Directive A -> From the court opinion excerpt below, extract the stretch from "(1) In a case" through "or granted.", word for word.

Quoted text ->
▼

Although we conclude that the trial court erred insofar as it determined that it lacked
jurisdiction over plaintiff’s claims for injunctive and declaratory relief, we nonetheless agree that
summary disposition of these claims was appropriate. MCR 2.116(C)(4) provides that summary
disposition may be granted if “[t]he court lacks jurisdiction of the subject matter.” The court rule
governing a request for a declaratory judgment, MCR 2.605, provides, in pertinent part:
(A) Power to Enter Declaratory Judgment.
(1) In a case of actual controversy within its jurisdiction, a Michigan court
of record may declare the rights and other legal relations of an interested party
seeking a declaratory judgment, whether or not other relief is or could be sought
or granted.
(2) For the purpose of this rule, an action is considered within the
jurisdiction of a court if the court would have jurisdiction of an action on the same
claim or claims in which the plaintiff sought relief other than a declaratory
judgment.

▲

Data for this task ->
▼

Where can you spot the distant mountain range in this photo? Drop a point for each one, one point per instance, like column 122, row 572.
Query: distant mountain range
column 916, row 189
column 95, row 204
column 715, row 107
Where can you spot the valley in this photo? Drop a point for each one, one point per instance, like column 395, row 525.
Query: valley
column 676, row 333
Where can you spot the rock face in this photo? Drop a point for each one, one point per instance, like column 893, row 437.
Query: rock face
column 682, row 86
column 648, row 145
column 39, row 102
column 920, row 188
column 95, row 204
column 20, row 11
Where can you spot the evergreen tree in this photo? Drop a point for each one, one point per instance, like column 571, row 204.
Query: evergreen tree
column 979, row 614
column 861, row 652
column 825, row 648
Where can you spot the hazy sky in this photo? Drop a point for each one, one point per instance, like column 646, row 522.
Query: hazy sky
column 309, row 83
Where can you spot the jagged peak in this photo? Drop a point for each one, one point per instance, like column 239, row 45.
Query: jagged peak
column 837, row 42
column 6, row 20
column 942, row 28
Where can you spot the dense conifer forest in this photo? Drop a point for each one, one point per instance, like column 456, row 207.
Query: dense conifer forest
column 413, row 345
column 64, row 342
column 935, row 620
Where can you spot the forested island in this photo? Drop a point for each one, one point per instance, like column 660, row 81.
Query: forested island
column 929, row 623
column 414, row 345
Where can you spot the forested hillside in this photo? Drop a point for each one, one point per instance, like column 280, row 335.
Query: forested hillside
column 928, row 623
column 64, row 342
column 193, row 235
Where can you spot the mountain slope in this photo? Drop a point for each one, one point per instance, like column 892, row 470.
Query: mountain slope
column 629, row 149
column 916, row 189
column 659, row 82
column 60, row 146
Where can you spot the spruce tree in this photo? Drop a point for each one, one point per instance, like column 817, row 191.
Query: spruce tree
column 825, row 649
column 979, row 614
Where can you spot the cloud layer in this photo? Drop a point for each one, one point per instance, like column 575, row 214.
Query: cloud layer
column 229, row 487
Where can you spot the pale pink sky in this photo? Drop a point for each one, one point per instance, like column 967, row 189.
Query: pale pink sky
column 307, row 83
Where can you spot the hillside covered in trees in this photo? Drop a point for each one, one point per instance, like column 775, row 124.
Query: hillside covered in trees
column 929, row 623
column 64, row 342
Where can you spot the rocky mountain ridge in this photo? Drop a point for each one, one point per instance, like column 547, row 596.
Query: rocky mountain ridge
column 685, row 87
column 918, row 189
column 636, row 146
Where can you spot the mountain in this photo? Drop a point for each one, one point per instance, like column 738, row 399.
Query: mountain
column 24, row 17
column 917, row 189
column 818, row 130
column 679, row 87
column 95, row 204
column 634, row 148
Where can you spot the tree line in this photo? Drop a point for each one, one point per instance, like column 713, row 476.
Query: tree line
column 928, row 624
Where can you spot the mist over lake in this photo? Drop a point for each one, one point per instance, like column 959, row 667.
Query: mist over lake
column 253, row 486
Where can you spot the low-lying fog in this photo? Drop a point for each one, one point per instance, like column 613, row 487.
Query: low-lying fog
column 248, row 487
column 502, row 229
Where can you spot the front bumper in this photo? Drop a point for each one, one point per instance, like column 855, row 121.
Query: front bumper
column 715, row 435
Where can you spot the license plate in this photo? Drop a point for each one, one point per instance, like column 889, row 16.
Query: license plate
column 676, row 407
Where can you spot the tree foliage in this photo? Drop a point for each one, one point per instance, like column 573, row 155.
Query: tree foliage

▲

Directive B -> Copy the records above, from the line that contains "Where can you spot the spruce" through the line that contains "column 676, row 407", without any changes.

Result A ->
(1) In a case of actual controversy within its jurisdiction, a Michigan court
of record may declare the rights and other legal relations of an interested party
seeking a declaratory judgment, whether or not other relief is or could be sought
or granted.

Result B ->
Where can you spot the spruce tree in this photo? Drop a point for each one, one point per instance, like column 817, row 191.
Query: spruce tree
column 825, row 649
column 979, row 614
Where can you spot the cloud layer in this photo? Drop a point for each one, one point per instance, like column 575, row 214.
Query: cloud layer
column 229, row 487
Where can you spot the pale pink sky in this photo? Drop a point for each one, one point per instance, like column 967, row 189.
Query: pale pink sky
column 307, row 83
Where can you spot the hillside covered in trees in this photo? Drop a point for each one, one point per instance, like column 775, row 124.
Query: hillside covered in trees
column 929, row 623
column 64, row 342
Where can you spot the rocky mountain ridge in this photo? Drop a point for each one, one point per instance, like column 547, row 596.
Query: rocky mountain ridge
column 685, row 87
column 918, row 189
column 636, row 146
Where can you spot the mountain in this photo? Drop a point for each one, one point per instance, like column 738, row 399.
Query: mountain
column 24, row 17
column 917, row 189
column 818, row 130
column 679, row 87
column 95, row 204
column 634, row 148
Where can you spot the tree line in this photo? Drop a point for each one, one point per instance, like column 713, row 476.
Query: tree line
column 928, row 624
Where can you spot the mist over lake in this photo? Drop a point for each one, one point per instance, like column 959, row 667.
Query: mist over lake
column 253, row 486
Where can you spot the low-lying fog in this photo? Drop a point for each one, one point per instance, like column 613, row 487.
Query: low-lying fog
column 248, row 487
column 502, row 229
Where can you spot the front bumper in this photo? Drop a point for each one, one point per instance, like column 855, row 121.
Query: front bumper
column 715, row 435
Where can you spot the license plate in this photo? Drop a point for each one, one point per instance, like column 889, row 16.
Query: license plate
column 676, row 407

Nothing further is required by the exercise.